* START Data rows *

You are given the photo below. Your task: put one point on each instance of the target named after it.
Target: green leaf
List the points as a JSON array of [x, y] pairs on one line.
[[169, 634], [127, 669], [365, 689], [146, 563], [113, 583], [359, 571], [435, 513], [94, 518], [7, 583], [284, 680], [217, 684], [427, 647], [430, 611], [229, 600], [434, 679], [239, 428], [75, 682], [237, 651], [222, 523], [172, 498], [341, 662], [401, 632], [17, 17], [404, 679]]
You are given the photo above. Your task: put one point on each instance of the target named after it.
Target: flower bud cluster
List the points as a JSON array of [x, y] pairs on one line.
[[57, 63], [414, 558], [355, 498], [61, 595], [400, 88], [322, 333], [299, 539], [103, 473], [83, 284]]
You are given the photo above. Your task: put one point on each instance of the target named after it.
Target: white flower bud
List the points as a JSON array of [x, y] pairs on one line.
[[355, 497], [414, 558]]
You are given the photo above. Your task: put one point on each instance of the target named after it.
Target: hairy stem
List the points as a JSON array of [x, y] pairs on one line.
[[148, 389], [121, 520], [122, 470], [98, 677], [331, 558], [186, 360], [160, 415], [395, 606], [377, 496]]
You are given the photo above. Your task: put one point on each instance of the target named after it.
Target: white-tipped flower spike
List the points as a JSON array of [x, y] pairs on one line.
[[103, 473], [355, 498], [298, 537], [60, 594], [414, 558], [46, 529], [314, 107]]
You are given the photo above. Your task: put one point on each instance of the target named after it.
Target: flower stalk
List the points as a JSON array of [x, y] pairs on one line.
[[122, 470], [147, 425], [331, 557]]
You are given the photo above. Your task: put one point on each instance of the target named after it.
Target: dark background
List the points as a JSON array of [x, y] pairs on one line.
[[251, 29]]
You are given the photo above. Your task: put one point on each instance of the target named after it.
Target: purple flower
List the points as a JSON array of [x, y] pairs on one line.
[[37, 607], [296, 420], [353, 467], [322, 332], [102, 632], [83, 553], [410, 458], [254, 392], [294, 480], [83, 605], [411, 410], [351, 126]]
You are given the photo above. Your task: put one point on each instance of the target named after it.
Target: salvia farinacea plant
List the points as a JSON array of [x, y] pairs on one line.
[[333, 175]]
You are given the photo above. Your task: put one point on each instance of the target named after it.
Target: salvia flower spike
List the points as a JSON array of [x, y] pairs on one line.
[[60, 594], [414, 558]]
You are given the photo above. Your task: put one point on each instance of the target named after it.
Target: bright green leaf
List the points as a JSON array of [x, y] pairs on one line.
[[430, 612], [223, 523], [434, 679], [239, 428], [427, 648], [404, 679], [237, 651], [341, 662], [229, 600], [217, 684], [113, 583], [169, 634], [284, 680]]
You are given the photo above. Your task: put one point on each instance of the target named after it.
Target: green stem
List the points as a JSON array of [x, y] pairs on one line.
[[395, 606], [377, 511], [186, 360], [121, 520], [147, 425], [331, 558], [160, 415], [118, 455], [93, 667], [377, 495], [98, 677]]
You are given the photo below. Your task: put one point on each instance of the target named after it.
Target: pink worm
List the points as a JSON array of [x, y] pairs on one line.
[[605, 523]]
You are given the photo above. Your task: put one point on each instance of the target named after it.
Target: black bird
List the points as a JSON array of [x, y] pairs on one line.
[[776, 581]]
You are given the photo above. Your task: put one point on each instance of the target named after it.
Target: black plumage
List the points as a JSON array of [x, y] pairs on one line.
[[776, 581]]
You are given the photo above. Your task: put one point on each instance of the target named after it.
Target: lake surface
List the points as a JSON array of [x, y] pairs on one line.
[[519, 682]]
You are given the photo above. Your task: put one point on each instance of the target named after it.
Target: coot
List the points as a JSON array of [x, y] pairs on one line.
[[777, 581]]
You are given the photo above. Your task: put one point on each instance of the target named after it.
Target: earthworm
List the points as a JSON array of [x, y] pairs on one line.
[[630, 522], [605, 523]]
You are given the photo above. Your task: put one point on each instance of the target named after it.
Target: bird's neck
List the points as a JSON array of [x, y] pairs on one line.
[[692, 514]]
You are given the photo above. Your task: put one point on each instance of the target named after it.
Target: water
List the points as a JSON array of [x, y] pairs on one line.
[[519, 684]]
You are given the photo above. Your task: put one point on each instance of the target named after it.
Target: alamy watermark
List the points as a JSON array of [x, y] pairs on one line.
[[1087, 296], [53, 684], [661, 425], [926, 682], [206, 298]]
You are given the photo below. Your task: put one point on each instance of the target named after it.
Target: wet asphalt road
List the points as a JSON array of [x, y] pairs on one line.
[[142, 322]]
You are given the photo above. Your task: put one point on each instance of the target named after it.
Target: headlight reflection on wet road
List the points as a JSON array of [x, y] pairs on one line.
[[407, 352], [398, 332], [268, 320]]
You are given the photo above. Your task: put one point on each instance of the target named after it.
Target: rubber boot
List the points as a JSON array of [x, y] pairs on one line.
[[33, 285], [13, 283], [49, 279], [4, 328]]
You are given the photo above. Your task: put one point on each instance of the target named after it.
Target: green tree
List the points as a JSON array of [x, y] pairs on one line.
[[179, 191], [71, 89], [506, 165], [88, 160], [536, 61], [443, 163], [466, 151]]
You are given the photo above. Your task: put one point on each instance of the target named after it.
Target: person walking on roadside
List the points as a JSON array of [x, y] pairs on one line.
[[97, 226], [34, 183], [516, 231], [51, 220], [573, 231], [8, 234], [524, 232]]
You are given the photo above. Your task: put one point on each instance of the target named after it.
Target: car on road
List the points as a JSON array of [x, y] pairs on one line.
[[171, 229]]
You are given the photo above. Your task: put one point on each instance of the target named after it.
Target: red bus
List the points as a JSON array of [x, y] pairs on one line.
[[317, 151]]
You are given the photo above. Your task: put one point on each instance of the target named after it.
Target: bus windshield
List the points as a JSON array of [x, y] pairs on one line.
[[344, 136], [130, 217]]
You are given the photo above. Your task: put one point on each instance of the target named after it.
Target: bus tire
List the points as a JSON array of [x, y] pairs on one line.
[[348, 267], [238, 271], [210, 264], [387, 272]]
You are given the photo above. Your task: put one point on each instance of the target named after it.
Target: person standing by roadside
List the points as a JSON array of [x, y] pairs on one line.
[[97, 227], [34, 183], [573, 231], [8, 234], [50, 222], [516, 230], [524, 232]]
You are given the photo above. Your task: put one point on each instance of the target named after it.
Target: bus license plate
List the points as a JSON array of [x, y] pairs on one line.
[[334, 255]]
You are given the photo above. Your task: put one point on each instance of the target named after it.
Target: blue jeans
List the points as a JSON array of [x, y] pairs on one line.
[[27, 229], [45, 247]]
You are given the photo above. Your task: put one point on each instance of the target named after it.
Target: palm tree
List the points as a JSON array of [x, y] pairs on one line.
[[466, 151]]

* END Data rows *

**What you should do**. Return the entire listing above verbatim, character for character.

**Complete answer**.
You are given the photo below. Your task: put one point on each instance of the target named after it.
Target: green leaf
List the points as a JSON array of [x, y] pairs on one line.
[[169, 634], [127, 669], [365, 689], [146, 563], [113, 583], [359, 571], [435, 513], [94, 518], [7, 583], [284, 680], [217, 684], [427, 647], [430, 611], [229, 600], [434, 679], [239, 428], [75, 682], [237, 651], [222, 523], [172, 498], [341, 662], [401, 632], [17, 17], [404, 679]]
You are given the photo above. Your task: put one point on each instance of the target named after it.
Target: flower bud cluster
List the points as a JSON array of [x, y] pairs on one line.
[[57, 63], [414, 558], [355, 498], [61, 595], [400, 88], [322, 333], [299, 539], [103, 473], [83, 284]]
You are given the photo above. Your task: put one point on each instance of the target named after it.
Target: white flower bud
List the points as a JSON array of [x, y] pairs on one line.
[[355, 497], [414, 558]]
You are given the photo above. Your task: put one point on each instance of the target named after it.
Target: hairy stem
List the points as a JSON array of [x, y] pairs on one line.
[[148, 389], [121, 520], [122, 470], [98, 677], [331, 558], [186, 360], [160, 415], [395, 606], [377, 496]]
You are given the photo above. Your task: put one point on each instance of the target named after it.
Target: white-tipped flower spike
List the points as a JSON array of [x, y] pairs on one line.
[[103, 473], [355, 498], [298, 537], [60, 594], [414, 558], [46, 529], [314, 107]]
You are given the photo above. Your task: put one point on each instance of the target named after it.
Target: flower stalk
List the points as a JSON array of [x, y] pairs on one line.
[[122, 470], [147, 425], [331, 557]]
You are given the photo above. Your task: put one point on each instance of the target named after it.
Target: dark background
List the points as a JSON array of [x, y] pairs on one line.
[[251, 29]]
You are given the photo above. Your task: put one point on each instance of the target named after it.
Target: purple flower
List the points as a JSON array of [x, y] pairs on one line.
[[37, 607], [296, 420], [353, 467], [322, 332], [102, 632], [83, 553], [410, 458], [254, 392], [294, 480], [83, 605], [411, 410], [351, 126]]
You are given the photo above. Your task: put one point on each instance of the target named after it.
Target: salvia farinacea plant
List the points as a JSON array of [x, y] pairs on one line.
[[333, 175]]
You are given the photo above. Your task: put one point on each instance of the target named after it.
Target: salvia flower spike
List the points as a JSON array of [x, y] pairs on one line.
[[60, 594], [414, 558]]
You are given the photo above. Your task: put one point on each instance of the target named after it.
Target: bright green leaf
List the points as a JSON array of [x, y] pairs on one line.
[[430, 612], [223, 523], [434, 679], [239, 428], [427, 648], [404, 679], [237, 651], [341, 662], [229, 600], [217, 684], [113, 583], [169, 634], [284, 680]]
You are given the photo above. Your task: put one point on each instance of the target named after it.
Target: green stem
List the points as a JSON array of [x, y] pairs on one line.
[[395, 606], [377, 511], [186, 360], [121, 520], [147, 425], [331, 558], [160, 415], [118, 455], [93, 667], [377, 495], [98, 677]]
You are given the photo below. Your task: put one point on each instance of the target named after it.
Target: pink worm
List the points as a JSON array of [x, y] pairs on one line.
[[605, 523]]
You are given the photo above. Your task: put one point on each instance of the target named after it.
Target: black bird
List the points as a JSON array of [x, y] pairs on one line.
[[776, 581]]
You are given the photo above. Your task: put one point on each instance of the target named after it.
Target: black plumage
List the points as a JSON array of [x, y] pairs on one line.
[[776, 581]]
You are given the photo above. Your task: put one point on each instance of the target named after it.
Target: lake surface
List the points as a JSON array of [x, y] pairs on one line.
[[519, 682]]
You are given the photo above. Your task: put one point on each instance of the target named after it.
Target: coot
List the points as a JSON array of [x, y] pairs on one line.
[[777, 581]]
You are given the photo above. Your task: put one point on each instance of the target named after it.
Target: earthworm
List the points as a JSON array of [x, y] pairs on one line.
[[630, 522], [605, 523]]
You are given the photo above. Your task: put one point on each instance of the target named after it.
Target: bird's neck
List the points as a JSON array of [x, y] pairs on one line.
[[692, 514]]
You are given the photo above. Your task: put one point on each instance of the target named after it.
Target: water
List the points as a JSON array of [x, y] pairs on one line.
[[519, 684]]
You are given the photo above. Your task: put one point on each instance of the target named after it.
Target: alamy watermark
List the points as a JSON array of [x, y] pairs on one line.
[[1087, 296], [53, 684], [661, 425], [926, 682], [206, 298]]
You are given the photo below. Your task: put one point on each instance of the target named after it.
Target: wet asphalt road
List the points as a JSON array of [x, y] pairs on one line.
[[142, 322]]
You are given the photo above. Your task: put one point on each instance of the target named after it.
Target: headlight reflection on wet road
List the points as a JSON array of [x, y] pairs on one line.
[[407, 352], [398, 332], [268, 320]]
You are given the photo above. Your task: put one point on each instance of the target named after it.
Target: rubber boot
List the points as a JSON array of [x, y] pairs on one line.
[[33, 285], [13, 283], [49, 279], [4, 328]]
You are given the photo above. Your task: put one point on each instance of the target named after it.
Target: green tree
List the points as a JSON array of [x, y] pairs on one line.
[[179, 191], [71, 89], [506, 165], [88, 160], [536, 61], [443, 163], [466, 151]]
You are given the photo above. Your task: put one point on each instance of the target named after it.
Target: person walking on roadside
List the points as a JSON array of [x, y] pairs on one line.
[[97, 226], [34, 183], [516, 231], [51, 220], [573, 231], [8, 234], [524, 232]]
You are given the photo above. Your task: put one point on each instance of the target named after it.
Target: car on road
List the points as a JSON array of [x, y] pairs on one line.
[[171, 229]]
You are given the photo above. Your task: put one point on each instance of the target named after it.
Target: red bus
List the points as a JSON array of [x, y] pairs on one line.
[[317, 151]]
You are given the photo above. Your task: put one point on each instance of the target named after it.
Target: bus windshield
List the points as a JSON array of [x, y] pairs on one line.
[[344, 136], [130, 217]]
You are given the photo above. Your task: put one point on each instance of the target named after it.
Target: bus tire
List the points as a JSON array of [x, y] pairs on one line.
[[348, 267], [238, 271], [210, 264], [387, 272]]
You are given the photo above. Your task: put one point on each instance of the target named after it.
Target: person standing by roadside
List the points as a JSON array of [x, y] pairs on one line.
[[97, 227], [34, 183], [573, 231], [8, 234], [50, 222], [516, 230], [524, 232]]
You are given the photo above. Your task: put one point on each instance of the target named after it.
Target: bus license plate
List the points as a JSON array of [x, y] pairs on one line.
[[334, 255]]
You are given the photo above. Your task: put one point on each instance of the target named after it.
Target: blue jeans
List the points as a JSON array of [x, y] pairs on one line.
[[27, 229], [45, 247]]
You are given the photo above. Your task: put one point on each instance of the target named after it.
Target: palm tree
List the points as a JSON array of [x, y] pairs on one line.
[[466, 151]]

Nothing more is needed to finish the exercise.